* PAGE EXTRACT *
════════
# High-Dimensional Robustness Benchmark: Nested DRO vs. Baselines

This repository implements a comparative study of DRO methods on high-dimensional synthetic data. It evaluates how different algorithms perform as the feature dimension increases ($d=10 \to 50$) under complex data corruption scenarios.

The core experiment demonstrates the effectiveness of **Nested DRO** with a **Dynamic Epsilon Scheduler** compared to state-of-the-art baselines like OR-WDRO and UOT-DRO.

## The Dataset (High-Dim)

The experiment uses a custom `KillerDatasetHighDim` designed to break varying types of robust estimators. The data distribution consists of:

1.  **Normal Background (70%)**: Standard linear data $y = w^T x + b + \epsilon$.
2.  **Distant High Leverage (10%)**: Points far from the center ($10\times$ magnitude) but with **valid** labels. These are "good" leverage points that help estimation if correctly identified.
3.  **Proximal Outliers (20%)**: Points near the center but with **adversarial** labels (inverted weights + large bias). These are "bad" outliers designed to conflate with normal data in high dimensions.

## Algorithms Compared

The repository compares four methods:

1.  **Nested DRO (Proposed)**:
    * Uses a **Dynamic Epsilon Scheduler** based on the signal-to-noise ratio: $\epsilon_t \propto (\text{Mean Loss} / \text{Std Loss})^2$.
════════
* STORED RECORDS *
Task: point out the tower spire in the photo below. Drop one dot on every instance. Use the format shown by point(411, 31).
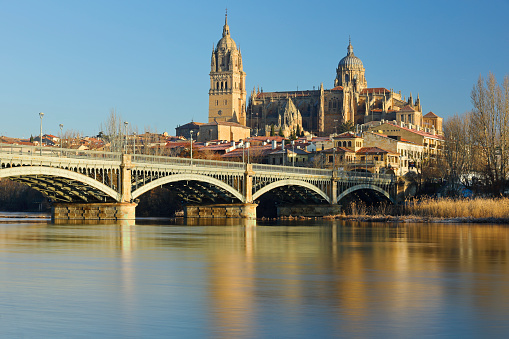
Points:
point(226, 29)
════════
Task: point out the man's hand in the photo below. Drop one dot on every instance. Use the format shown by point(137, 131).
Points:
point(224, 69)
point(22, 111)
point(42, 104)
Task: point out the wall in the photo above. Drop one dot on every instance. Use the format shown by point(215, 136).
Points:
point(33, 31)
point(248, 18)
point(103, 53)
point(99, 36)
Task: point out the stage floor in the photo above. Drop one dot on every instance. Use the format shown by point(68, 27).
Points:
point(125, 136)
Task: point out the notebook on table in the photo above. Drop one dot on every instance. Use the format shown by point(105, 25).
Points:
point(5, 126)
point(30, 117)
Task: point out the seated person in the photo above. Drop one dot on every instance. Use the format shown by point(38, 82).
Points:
════════
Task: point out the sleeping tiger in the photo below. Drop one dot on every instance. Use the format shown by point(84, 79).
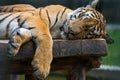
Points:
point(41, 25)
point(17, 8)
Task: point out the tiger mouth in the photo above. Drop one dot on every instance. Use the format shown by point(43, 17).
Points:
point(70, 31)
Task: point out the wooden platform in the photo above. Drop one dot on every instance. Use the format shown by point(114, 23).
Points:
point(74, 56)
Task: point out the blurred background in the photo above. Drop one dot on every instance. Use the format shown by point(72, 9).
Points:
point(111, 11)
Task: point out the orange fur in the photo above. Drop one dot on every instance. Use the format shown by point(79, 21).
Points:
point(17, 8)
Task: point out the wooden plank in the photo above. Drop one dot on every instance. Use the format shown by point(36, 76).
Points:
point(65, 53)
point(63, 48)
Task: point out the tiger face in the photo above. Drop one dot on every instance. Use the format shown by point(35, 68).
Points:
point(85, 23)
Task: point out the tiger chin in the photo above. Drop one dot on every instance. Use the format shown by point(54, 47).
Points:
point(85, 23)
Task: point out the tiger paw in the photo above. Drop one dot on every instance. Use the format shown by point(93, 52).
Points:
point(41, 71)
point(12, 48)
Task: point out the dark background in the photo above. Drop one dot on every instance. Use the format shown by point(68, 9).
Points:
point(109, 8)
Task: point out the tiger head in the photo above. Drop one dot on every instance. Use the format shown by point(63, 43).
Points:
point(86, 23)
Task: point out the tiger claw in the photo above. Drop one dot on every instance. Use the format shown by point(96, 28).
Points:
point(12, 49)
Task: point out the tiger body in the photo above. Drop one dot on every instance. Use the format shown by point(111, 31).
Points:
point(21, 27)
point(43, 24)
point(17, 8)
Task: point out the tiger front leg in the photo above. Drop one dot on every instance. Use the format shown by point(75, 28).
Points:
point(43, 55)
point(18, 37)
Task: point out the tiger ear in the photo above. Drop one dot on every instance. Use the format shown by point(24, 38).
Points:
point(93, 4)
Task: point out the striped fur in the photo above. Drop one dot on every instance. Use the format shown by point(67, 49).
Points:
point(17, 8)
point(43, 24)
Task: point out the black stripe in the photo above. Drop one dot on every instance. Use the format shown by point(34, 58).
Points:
════════
* COMPLETE THE FOLLOWING *
1. Answer from the benchmark page:
(a) Over what range does the feature dimension increase?
(b) What share of the data distribution is made up of Proximal Outliers?
(c) Which two baselines are named as state-of-the-art?
2. Print the stretch of the benchmark page from "The experiment uses" through "b + \epsilon$.", word for word.
The material after the benchmark page is separate from it.

* FULL ANSWERS *
1.
(a) From $d=10$ to $50$.
(b) 20%.
(c) OR-WDRO and UOT-DRO.

2.
The experiment uses a custom `KillerDatasetHighDim` designed to break varying types of robust estimators. The data distribution consists of:

1.  **Normal Background (70%)**: Standard linear data $y = w^T x + b + \epsilon$.